*BRIEF*
Print every one of the records below verbatim, line for line, with no changes.

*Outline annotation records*
::::

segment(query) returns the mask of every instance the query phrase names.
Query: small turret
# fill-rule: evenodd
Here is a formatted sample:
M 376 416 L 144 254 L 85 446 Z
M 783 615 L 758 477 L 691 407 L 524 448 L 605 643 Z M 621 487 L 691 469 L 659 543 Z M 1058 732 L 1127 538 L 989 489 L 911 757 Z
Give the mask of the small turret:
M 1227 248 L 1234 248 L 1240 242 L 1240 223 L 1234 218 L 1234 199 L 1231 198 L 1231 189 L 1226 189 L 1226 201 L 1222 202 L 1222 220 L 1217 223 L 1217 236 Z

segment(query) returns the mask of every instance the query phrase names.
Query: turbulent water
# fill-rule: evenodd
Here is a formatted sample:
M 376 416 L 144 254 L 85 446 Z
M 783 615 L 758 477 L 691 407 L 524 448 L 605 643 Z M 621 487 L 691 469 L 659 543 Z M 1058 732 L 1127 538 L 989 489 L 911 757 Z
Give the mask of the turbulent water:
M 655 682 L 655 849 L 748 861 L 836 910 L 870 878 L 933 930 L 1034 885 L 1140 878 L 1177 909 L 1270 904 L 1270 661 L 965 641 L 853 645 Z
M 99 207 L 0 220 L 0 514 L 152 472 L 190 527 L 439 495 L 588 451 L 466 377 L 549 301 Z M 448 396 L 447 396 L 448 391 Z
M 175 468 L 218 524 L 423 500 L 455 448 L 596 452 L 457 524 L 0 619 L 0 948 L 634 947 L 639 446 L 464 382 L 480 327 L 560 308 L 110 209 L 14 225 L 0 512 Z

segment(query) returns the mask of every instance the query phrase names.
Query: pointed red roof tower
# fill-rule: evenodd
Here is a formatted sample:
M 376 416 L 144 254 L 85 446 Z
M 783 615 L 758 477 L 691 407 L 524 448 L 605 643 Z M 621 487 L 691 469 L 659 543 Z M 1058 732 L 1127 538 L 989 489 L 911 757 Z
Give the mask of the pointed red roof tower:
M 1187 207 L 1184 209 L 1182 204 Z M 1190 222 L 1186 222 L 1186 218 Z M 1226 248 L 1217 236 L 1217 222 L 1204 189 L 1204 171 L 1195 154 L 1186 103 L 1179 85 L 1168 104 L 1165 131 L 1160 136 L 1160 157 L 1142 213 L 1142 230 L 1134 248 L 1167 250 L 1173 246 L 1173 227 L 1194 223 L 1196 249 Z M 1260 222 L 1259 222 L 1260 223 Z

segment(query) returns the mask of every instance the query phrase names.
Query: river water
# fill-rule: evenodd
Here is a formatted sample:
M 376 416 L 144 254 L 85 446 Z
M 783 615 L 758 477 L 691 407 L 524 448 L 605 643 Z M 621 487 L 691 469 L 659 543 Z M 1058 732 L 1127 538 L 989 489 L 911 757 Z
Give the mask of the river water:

::::

*RESULT FOR THIS TASK*
segment(query) returns the mask of every instance the query phrase names.
Query: small turret
# fill-rule: evenodd
Here is a formatted sample:
M 376 416 L 144 254 L 85 446 Z
M 783 615 L 758 477 L 691 407 L 524 448 L 605 643 Z M 621 487 L 691 469 L 659 543 Z M 1058 732 L 1127 538 L 989 489 L 911 757 Z
Give the mask of the small turret:
M 1227 248 L 1234 248 L 1240 242 L 1240 223 L 1234 218 L 1234 199 L 1231 198 L 1231 189 L 1226 189 L 1226 201 L 1222 202 L 1222 220 L 1217 223 L 1217 236 Z

segment(query) returns the mask of every instance the query phrase names.
Query: turbulent water
# fill-rule: evenodd
Here is a formatted sample:
M 376 416 L 144 254 L 85 446 Z
M 783 615 L 758 477 L 691 407 L 524 448 L 605 643 Z M 621 487 L 691 469 L 659 543 Z M 1058 732 L 1127 538 L 989 489 L 911 757 Z
Give the mask of the turbulent water:
M 655 682 L 655 849 L 748 861 L 836 910 L 870 878 L 933 930 L 1034 885 L 1140 878 L 1177 909 L 1270 904 L 1270 661 L 965 641 L 853 645 Z
M 99 207 L 0 220 L 0 514 L 152 472 L 190 527 L 439 495 L 588 451 L 466 377 L 549 301 Z M 448 396 L 447 396 L 448 391 Z
M 175 468 L 218 524 L 423 500 L 455 448 L 596 452 L 457 524 L 0 619 L 0 948 L 634 947 L 639 446 L 464 382 L 480 327 L 560 308 L 110 209 L 14 225 L 0 512 Z

segment(query) returns the mask of every instance the query phrase names.
Query: pointed red roof tower
# fill-rule: evenodd
Here is a formatted sample:
M 376 416 L 144 254 L 85 446 Z
M 783 615 L 758 477 L 691 407 L 524 448 L 605 643 Z M 621 487 L 691 469 L 659 543 Z M 1058 732 L 1127 538 L 989 489 L 911 757 Z
Give the mask of the pointed red roof tower:
M 1187 207 L 1184 209 L 1182 204 Z M 1190 222 L 1186 222 L 1186 218 Z M 1226 248 L 1217 236 L 1217 222 L 1204 189 L 1204 171 L 1195 154 L 1186 103 L 1179 85 L 1168 104 L 1165 131 L 1160 136 L 1160 157 L 1142 213 L 1142 230 L 1134 248 L 1167 250 L 1173 246 L 1173 227 L 1194 223 L 1196 249 Z M 1260 222 L 1259 222 L 1260 223 Z

segment(query) returns the mask of every instance the query phrase names.
Query: river water
# fill-rule: evenodd
Here is a formatted sample:
M 376 416 L 144 254 L 85 446 Z
M 783 615 L 758 477 L 691 407 L 524 448 L 605 643 Z M 621 487 L 691 469 L 659 543 Z M 1058 732 L 1127 538 L 989 489 L 911 757 Z
Give the mask of the river water:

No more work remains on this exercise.